-- INPUT MATERIAL follows --

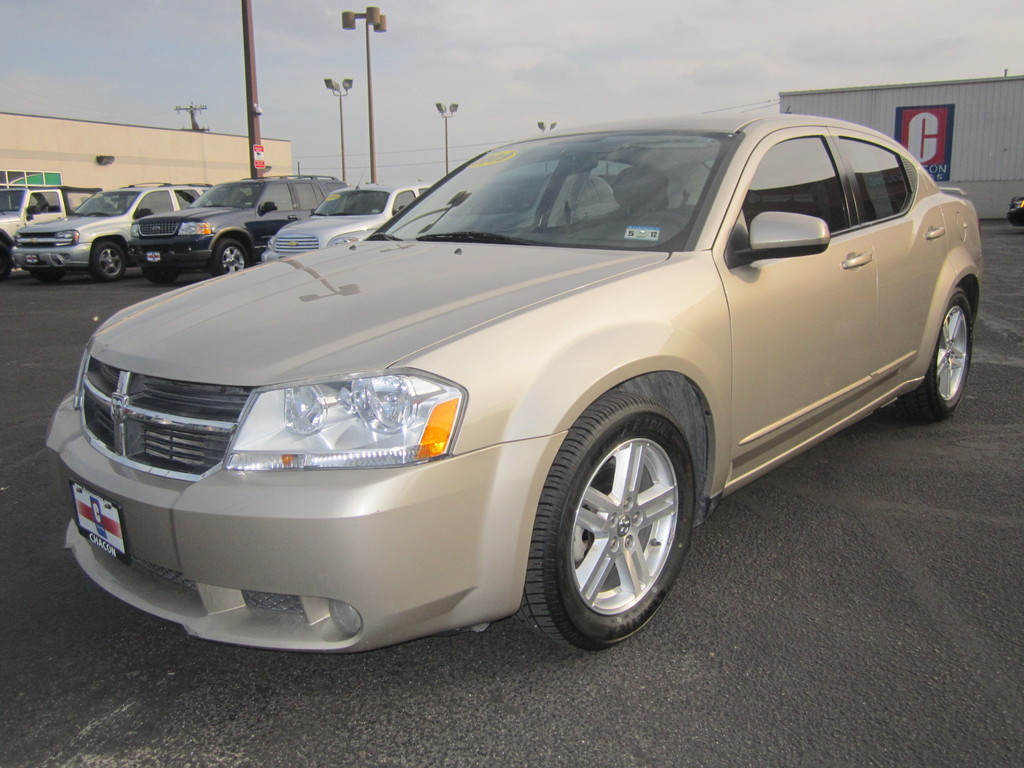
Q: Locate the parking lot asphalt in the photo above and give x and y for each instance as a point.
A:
(859, 606)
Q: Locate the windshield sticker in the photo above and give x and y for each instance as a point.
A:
(652, 233)
(495, 158)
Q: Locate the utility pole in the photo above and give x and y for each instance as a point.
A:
(252, 100)
(193, 109)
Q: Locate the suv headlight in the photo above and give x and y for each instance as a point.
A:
(195, 227)
(387, 420)
(347, 238)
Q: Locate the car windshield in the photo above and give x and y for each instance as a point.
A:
(353, 203)
(113, 203)
(623, 190)
(10, 200)
(235, 195)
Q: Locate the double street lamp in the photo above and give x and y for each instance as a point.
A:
(446, 112)
(340, 91)
(378, 22)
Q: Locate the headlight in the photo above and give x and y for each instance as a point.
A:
(195, 227)
(347, 238)
(388, 420)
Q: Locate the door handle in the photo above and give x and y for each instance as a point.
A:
(853, 260)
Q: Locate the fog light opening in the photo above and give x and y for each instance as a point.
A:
(346, 619)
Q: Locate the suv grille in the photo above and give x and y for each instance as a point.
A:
(157, 228)
(296, 244)
(163, 426)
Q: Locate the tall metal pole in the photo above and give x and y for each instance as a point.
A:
(252, 100)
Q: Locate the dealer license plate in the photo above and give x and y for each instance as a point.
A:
(99, 520)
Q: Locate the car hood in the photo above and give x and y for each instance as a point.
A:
(328, 226)
(344, 309)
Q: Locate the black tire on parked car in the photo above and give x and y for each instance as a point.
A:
(612, 524)
(48, 274)
(161, 275)
(6, 262)
(941, 391)
(108, 261)
(228, 256)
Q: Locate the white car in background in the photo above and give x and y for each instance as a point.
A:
(344, 216)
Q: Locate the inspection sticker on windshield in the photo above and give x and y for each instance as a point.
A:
(652, 233)
(98, 519)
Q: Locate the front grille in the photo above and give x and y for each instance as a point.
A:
(296, 244)
(157, 228)
(161, 425)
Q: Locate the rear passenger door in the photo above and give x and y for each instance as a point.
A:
(804, 329)
(908, 242)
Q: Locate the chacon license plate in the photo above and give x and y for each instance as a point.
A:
(99, 520)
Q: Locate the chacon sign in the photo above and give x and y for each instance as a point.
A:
(928, 133)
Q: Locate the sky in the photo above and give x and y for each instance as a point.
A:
(508, 65)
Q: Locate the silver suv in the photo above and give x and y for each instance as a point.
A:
(95, 239)
(344, 216)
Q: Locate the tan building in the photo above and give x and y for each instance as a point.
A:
(109, 155)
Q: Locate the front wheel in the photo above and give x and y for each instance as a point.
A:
(612, 524)
(228, 256)
(941, 391)
(108, 261)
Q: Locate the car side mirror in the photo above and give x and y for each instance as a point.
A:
(777, 235)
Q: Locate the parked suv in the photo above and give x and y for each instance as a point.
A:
(19, 205)
(344, 216)
(227, 228)
(95, 239)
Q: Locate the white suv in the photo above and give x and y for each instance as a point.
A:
(95, 239)
(344, 216)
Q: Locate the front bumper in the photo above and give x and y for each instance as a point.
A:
(72, 257)
(415, 550)
(186, 251)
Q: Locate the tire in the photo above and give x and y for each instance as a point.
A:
(600, 562)
(48, 274)
(6, 262)
(161, 275)
(941, 391)
(228, 256)
(108, 261)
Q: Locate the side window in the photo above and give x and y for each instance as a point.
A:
(185, 197)
(156, 202)
(279, 195)
(881, 186)
(799, 176)
(306, 197)
(402, 200)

-- INPUT MATERIAL concluded --

ASSIGNMENT
How many of the lines above hold the word "door"? Give only that number.

ANSWER BELOW
2